[SET TASK]
Rewrite every line of the records below as a JSON list of strings, one string per line, with blank lines left out.
#### DATA LISTING
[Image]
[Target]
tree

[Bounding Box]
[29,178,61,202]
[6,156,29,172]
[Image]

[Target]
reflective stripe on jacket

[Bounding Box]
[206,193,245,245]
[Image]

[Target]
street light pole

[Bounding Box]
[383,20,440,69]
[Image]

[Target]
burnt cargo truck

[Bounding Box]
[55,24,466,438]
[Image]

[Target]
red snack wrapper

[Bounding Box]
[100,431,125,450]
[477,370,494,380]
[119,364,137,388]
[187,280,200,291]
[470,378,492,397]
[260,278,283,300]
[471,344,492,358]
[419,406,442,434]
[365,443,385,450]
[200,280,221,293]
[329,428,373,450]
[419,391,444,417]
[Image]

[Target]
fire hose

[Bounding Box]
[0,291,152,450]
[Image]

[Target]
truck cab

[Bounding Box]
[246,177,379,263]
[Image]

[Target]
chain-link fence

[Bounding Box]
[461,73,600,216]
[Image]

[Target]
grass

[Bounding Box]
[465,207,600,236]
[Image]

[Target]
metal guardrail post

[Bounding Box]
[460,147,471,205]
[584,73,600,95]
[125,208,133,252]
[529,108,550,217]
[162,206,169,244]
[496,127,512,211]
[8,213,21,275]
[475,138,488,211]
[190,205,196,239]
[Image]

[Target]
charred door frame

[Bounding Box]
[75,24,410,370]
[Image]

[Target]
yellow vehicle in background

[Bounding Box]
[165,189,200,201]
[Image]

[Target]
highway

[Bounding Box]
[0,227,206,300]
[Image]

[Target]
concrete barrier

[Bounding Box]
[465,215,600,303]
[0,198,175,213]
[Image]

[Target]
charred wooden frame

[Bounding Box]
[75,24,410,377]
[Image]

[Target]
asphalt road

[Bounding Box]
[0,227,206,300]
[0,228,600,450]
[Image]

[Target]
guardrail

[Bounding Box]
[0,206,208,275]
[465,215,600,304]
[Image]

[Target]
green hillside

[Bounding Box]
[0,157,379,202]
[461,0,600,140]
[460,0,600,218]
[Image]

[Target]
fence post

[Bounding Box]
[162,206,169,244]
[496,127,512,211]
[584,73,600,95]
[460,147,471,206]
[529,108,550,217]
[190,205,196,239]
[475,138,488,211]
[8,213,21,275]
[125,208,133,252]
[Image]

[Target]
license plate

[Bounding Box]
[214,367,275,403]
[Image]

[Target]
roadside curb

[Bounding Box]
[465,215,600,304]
########
[IN RESPONSE]
[
  "[Image]",
  "[Target]",
  "tree",
  "[Bounding Box]",
  "[29,178,61,202]",
  "[6,156,29,172]",
  "[Image]",
  "[Target]",
  "reflective stripe on jacket",
  "[Bounding Box]",
  "[206,193,245,245]",
  "[Image]",
  "[Target]",
  "street light pole",
  "[Bounding Box]",
  "[383,20,440,69]",
  "[Image]",
  "[Target]",
  "burnt cargo truck",
  "[Bounding Box]",
  "[55,24,466,438]",
  "[Image]",
  "[Target]",
  "red snack wrapper",
  "[Bounding Box]",
  "[100,431,125,450]",
  "[477,370,494,380]",
  "[119,364,137,388]",
  "[187,280,200,291]",
  "[470,378,492,397]",
  "[260,278,283,300]",
  "[471,344,492,358]",
  "[419,406,442,434]",
  "[365,443,385,450]",
  "[200,280,221,293]",
  "[329,428,373,450]",
  "[419,391,444,417]",
  "[Image]",
  "[Target]",
  "fire hose",
  "[Bounding Box]",
  "[0,291,152,450]",
  "[Image]",
  "[Target]",
  "truck cab",
  "[Bounding Box]",
  "[246,177,379,263]",
  "[Image]",
  "[Target]",
  "chain-link fence",
  "[Bounding Box]",
  "[461,73,600,216]",
  "[Image]",
  "[Target]",
  "grass",
  "[Bounding Box]",
  "[465,207,600,236]",
  "[Image]",
  "[Target]",
  "metal guardrail post",
  "[Bounding Box]",
  "[460,147,471,205]",
  "[584,73,600,95]",
  "[125,208,133,252]",
  "[529,108,550,217]",
  "[162,206,169,244]",
  "[496,127,512,211]",
  "[8,213,21,275]",
  "[475,138,488,211]",
  "[190,205,196,239]",
  "[Image]",
  "[Target]",
  "charred door frame",
  "[Bounding Box]",
  "[75,24,410,370]",
  "[Image]",
  "[Target]",
  "yellow vehicle in background",
  "[Bounding Box]",
  "[165,189,200,201]",
  "[Image]",
  "[Target]",
  "highway",
  "[Bounding Box]",
  "[0,227,206,300]",
  "[Image]",
  "[Target]",
  "concrete barrier",
  "[Bounding Box]",
  "[465,215,600,303]",
  "[0,198,175,213]",
  "[Image]",
  "[Target]",
  "charred wooden frame",
  "[Bounding Box]",
  "[75,24,410,377]",
  "[Image]",
  "[Target]",
  "asphalt road",
  "[Bounding Box]",
  "[0,227,206,300]",
  "[0,228,600,450]",
  "[Image]",
  "[Target]",
  "guardrail",
  "[Bounding Box]",
  "[0,206,208,275]",
  "[465,215,600,304]",
  "[Image]",
  "[Target]",
  "green hillside",
  "[Bounding Box]",
  "[0,157,379,202]",
  "[461,0,600,140]",
  "[460,0,600,218]",
  "[Image]",
  "[Target]",
  "fence post",
  "[Bounding Box]",
  "[162,206,169,244]",
  "[496,127,512,211]",
  "[584,73,600,95]",
  "[460,147,471,206]",
  "[529,108,550,217]",
  "[190,205,196,239]",
  "[475,138,488,211]",
  "[8,213,21,275]",
  "[125,208,133,252]",
  "[Image]",
  "[Target]",
  "license plate",
  "[Bounding Box]",
  "[214,367,275,403]",
  "[Image]",
  "[Target]",
  "roadside curb",
  "[Bounding Box]",
  "[465,215,600,304]"
]